WHAT YOU HAVE TO DO -> A faithful transcription is wanted of the lines from the top of the material through the line that holds "Target: tarmac road surface", both ends included, leaving out the pictures.

SUPPLIED DATA ->

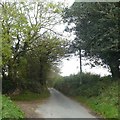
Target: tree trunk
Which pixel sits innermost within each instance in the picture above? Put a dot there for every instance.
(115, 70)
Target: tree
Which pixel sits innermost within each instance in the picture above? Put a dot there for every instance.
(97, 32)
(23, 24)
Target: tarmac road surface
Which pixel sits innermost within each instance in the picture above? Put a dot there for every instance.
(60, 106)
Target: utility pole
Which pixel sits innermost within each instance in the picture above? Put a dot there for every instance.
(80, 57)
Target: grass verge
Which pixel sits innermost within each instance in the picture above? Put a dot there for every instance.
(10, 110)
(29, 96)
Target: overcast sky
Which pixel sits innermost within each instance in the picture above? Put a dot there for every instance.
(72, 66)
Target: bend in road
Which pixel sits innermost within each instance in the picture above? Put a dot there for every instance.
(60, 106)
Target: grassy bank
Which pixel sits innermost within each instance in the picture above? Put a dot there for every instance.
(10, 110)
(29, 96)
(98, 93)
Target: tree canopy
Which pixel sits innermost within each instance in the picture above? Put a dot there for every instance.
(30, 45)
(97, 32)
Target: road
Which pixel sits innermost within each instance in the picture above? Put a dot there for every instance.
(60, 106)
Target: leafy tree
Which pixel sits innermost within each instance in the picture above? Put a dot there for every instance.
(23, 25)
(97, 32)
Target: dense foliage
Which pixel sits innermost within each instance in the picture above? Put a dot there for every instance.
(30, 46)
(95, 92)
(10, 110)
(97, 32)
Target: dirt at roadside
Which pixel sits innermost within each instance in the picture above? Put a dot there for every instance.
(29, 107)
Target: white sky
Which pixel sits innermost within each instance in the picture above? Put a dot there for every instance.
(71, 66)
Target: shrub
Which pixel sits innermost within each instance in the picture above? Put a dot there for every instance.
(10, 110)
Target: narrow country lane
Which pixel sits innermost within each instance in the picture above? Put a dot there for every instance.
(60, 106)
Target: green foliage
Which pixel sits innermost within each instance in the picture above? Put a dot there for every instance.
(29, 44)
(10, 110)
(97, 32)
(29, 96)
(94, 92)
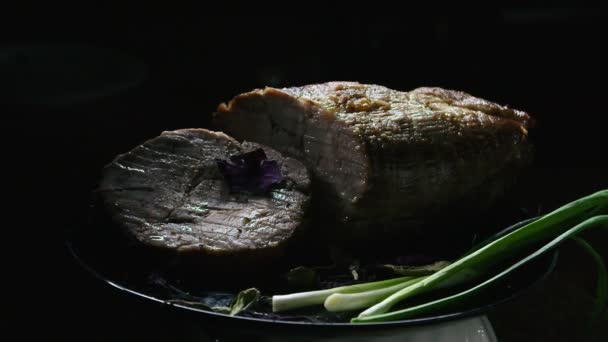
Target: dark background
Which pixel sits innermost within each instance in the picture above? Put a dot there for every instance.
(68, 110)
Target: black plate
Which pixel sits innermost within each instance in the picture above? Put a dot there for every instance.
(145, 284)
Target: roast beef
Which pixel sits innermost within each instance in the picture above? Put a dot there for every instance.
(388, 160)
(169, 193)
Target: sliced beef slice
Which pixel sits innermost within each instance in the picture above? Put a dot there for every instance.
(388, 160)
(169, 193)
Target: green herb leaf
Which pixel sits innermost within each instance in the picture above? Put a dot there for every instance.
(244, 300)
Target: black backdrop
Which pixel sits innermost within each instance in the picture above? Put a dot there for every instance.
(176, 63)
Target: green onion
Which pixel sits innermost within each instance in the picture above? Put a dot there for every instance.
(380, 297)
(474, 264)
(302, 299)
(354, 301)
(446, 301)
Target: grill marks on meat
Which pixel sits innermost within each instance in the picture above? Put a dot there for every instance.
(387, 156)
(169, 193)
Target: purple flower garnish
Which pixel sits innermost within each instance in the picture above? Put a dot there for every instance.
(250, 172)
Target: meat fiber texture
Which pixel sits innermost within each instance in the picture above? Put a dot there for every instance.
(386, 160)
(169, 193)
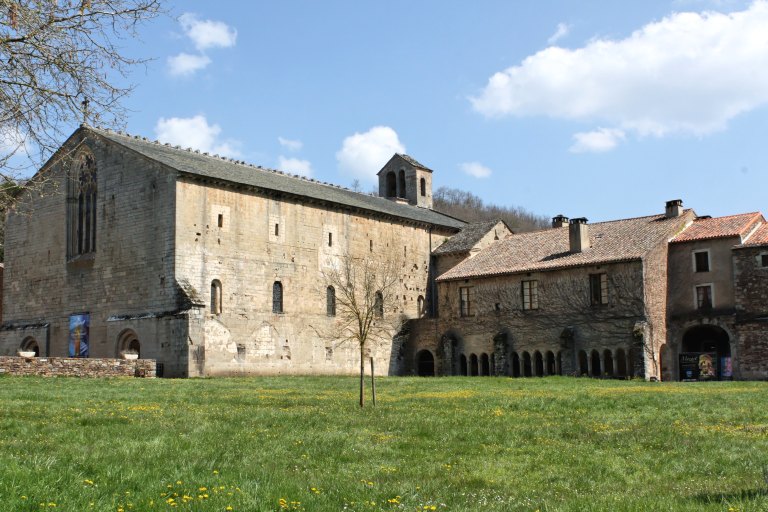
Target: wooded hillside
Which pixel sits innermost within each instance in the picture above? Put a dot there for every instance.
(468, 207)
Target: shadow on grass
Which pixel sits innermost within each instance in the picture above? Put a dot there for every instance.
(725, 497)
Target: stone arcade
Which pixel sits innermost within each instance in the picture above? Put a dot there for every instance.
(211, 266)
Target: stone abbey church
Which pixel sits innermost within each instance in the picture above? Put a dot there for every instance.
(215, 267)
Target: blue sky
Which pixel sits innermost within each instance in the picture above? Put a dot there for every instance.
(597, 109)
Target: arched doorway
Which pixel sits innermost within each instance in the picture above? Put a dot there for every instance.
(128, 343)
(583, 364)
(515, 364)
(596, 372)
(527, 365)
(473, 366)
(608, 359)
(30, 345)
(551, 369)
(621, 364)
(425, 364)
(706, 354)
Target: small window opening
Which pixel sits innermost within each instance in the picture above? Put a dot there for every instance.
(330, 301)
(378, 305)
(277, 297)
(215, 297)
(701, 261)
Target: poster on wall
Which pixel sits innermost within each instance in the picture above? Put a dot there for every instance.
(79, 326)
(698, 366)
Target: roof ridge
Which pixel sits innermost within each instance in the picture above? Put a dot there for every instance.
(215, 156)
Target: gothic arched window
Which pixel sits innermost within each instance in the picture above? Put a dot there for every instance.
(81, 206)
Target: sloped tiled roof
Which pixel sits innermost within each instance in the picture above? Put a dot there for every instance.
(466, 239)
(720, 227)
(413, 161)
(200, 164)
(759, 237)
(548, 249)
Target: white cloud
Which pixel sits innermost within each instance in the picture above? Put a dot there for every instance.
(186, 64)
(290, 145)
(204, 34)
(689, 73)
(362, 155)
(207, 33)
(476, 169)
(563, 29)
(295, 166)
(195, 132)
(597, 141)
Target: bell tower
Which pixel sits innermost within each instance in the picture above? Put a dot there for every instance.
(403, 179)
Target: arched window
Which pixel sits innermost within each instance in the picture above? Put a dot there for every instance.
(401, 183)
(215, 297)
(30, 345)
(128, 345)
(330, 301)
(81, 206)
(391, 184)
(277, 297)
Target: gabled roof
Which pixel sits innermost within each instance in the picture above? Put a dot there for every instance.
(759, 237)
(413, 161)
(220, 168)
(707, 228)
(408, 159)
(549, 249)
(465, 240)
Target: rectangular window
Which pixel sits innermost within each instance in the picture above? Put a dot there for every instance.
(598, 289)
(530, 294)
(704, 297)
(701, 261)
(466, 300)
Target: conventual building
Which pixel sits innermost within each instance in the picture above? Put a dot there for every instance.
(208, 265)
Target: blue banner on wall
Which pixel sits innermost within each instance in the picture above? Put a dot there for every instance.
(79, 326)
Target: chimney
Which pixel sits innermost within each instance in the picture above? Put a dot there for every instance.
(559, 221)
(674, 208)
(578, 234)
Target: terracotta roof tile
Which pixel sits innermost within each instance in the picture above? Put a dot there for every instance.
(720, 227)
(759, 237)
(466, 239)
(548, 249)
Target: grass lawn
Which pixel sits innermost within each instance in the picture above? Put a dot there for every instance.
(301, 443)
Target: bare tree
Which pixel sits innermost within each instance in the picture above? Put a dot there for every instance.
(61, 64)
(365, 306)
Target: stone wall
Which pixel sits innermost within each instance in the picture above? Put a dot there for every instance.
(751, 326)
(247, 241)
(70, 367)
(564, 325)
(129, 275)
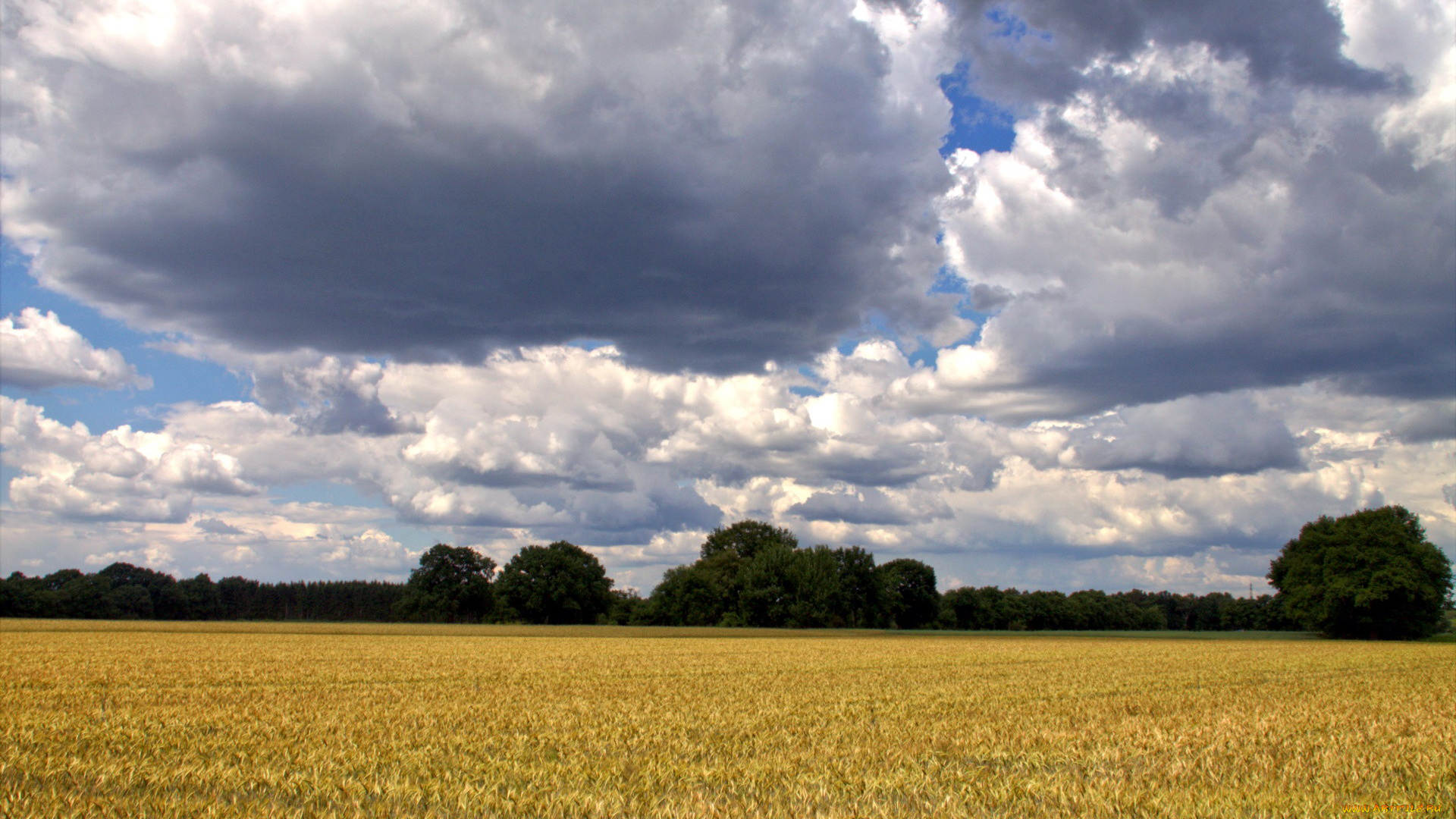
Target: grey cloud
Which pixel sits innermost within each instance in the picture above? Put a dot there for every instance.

SOLUTION FOR THIS TASK ->
Target: tree trunk
Which pixel sits innermost within each instance in the picture above? Put a dot there for every instance.
(115, 70)
Target: tree
Which pixel sits innermost within each instance in the picture above? Put a dot there for every instance.
(97, 32)
(23, 24)
Target: tarmac road surface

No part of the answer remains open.